■ Request ■
Begin at the line that has "of the black" and stop after the last line of the entries below. Write out every line in that span, offsetting each coordinate value in the answers by 64 and leaving all other text unchanged.

(Excerpt from a dataset)

┄┄┄┄┄┄┄┄┄┄

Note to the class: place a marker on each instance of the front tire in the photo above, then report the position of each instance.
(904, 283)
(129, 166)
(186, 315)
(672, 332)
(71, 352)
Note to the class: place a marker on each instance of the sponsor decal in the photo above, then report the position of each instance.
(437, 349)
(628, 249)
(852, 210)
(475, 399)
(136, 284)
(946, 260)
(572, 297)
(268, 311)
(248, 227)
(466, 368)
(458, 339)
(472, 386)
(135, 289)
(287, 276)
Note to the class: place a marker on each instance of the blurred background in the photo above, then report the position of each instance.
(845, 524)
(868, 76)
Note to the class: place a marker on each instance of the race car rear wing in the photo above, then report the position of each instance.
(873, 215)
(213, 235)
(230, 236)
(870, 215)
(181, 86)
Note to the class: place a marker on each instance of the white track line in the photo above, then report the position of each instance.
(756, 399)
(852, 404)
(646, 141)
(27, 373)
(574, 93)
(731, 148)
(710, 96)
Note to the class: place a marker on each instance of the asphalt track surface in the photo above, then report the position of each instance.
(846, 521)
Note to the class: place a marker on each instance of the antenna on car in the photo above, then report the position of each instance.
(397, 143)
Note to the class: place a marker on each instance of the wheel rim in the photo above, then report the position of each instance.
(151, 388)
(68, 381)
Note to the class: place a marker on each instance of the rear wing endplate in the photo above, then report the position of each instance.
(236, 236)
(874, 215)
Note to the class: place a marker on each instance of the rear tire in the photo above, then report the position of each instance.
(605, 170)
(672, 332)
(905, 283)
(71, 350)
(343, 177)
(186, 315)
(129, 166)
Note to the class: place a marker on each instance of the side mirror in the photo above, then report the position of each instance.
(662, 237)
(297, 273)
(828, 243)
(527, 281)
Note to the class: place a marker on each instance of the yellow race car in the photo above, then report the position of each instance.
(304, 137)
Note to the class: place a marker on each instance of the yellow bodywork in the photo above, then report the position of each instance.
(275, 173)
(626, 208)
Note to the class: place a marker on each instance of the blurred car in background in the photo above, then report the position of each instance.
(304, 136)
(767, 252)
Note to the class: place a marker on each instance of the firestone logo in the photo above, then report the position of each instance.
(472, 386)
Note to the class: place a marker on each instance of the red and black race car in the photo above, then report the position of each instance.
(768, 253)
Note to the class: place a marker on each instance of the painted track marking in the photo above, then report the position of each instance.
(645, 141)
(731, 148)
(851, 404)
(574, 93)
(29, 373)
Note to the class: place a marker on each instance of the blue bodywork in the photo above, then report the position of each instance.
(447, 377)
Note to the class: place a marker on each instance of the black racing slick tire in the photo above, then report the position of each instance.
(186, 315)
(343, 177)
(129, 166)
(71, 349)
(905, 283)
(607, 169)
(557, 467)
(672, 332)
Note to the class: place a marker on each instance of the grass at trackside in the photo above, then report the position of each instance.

┄┄┄┄┄┄┄┄┄┄

■ Answer to the task ■
Note to the class: place a marker on each instance of the black racing slick tire in the photo above, then report the position of each instance.
(250, 379)
(407, 241)
(193, 230)
(135, 413)
(969, 347)
(671, 233)
(621, 531)
(736, 396)
Note to the class: place a marker on each instance of the grass at trackside in the photo above, then report the position of each instance.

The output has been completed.